▶ **Exercise details**:
Copy out each line of the material below that holds the string "exact".

===== Records to process =====

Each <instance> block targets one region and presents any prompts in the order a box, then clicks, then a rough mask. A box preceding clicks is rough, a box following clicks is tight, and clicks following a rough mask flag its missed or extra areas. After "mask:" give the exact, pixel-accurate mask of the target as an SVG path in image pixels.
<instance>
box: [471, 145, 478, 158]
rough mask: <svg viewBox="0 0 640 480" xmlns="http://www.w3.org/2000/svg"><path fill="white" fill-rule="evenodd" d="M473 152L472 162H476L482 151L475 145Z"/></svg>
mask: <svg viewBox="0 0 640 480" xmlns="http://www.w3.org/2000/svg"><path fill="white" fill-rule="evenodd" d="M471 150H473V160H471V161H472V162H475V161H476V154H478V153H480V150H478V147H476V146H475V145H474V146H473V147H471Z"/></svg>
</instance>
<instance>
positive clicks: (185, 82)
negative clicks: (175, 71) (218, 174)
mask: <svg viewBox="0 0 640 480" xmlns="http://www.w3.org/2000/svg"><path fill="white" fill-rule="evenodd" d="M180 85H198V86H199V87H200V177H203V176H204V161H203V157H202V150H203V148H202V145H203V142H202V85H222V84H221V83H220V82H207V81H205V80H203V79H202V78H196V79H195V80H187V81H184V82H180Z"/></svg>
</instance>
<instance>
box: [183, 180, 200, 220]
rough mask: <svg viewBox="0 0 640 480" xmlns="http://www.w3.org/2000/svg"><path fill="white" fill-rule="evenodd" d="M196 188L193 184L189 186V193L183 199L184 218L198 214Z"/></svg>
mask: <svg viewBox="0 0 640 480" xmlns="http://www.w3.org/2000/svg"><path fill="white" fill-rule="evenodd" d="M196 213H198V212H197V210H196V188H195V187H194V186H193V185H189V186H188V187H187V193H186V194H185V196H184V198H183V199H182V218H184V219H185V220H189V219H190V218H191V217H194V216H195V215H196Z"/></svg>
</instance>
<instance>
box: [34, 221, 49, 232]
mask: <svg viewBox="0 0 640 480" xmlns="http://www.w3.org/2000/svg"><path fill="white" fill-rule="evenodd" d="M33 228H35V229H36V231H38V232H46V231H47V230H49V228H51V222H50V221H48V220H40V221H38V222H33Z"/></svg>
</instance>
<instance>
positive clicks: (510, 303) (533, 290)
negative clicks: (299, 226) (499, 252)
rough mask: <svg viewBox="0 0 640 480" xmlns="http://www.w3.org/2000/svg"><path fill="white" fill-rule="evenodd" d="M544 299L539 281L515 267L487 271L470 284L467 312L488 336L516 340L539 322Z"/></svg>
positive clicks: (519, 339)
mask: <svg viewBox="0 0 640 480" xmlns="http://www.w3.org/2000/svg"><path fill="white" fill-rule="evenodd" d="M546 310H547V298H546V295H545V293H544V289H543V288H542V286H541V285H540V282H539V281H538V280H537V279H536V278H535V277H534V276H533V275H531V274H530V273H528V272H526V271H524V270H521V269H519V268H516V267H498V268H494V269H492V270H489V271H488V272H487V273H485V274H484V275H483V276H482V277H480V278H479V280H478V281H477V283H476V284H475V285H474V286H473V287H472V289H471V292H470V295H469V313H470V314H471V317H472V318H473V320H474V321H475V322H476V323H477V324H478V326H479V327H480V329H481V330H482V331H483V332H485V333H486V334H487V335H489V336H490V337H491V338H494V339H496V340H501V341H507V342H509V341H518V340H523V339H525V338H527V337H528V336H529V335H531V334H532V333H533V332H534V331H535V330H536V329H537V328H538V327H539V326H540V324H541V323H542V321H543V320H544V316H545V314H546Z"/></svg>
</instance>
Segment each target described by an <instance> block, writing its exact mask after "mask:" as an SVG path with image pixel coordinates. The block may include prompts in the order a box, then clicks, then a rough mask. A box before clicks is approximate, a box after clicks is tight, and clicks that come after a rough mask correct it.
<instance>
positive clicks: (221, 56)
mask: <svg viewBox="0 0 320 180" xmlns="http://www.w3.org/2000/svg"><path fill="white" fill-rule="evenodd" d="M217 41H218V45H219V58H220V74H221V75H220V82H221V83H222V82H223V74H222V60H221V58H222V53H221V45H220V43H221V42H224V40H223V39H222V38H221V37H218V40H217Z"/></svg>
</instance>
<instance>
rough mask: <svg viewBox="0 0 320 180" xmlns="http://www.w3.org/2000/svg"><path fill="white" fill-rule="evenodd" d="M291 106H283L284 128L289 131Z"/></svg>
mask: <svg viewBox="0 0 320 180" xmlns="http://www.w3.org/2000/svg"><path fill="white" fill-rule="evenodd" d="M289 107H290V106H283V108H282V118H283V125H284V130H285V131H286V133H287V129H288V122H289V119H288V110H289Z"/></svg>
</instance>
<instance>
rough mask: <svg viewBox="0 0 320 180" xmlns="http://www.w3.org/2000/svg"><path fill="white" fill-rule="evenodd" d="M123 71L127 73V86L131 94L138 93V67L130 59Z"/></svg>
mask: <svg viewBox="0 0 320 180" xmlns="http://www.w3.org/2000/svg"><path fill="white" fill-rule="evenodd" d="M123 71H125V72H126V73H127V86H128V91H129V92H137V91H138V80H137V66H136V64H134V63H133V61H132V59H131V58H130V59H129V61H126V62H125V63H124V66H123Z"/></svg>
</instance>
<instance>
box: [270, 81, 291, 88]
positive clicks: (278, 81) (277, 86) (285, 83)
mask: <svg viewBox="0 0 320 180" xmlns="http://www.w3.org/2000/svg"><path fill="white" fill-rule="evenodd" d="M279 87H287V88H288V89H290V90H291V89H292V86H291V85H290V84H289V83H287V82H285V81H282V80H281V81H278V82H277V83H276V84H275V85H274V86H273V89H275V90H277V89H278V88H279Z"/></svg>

=====

▶ **Written answer**:
Each <instance> block targets one region and presents any prompts in the order a box, then clicks, then a rough mask. A box preceding clicks is rough, a box following clicks is tight, and clicks following a rough mask flag its missed or extra areas. After "mask:" give the exact, pixel-accurate mask of the target as an SVG path in image pixels.
Segment each target described by an <instance> block, writing its exact mask after "mask:" as an SVG path with image pixel coordinates. The block may include prompts in the order a box, then clicks, then a rough mask. A box before clicks is approximate, a box after clicks is tight, and clicks that come after a rough mask correct it.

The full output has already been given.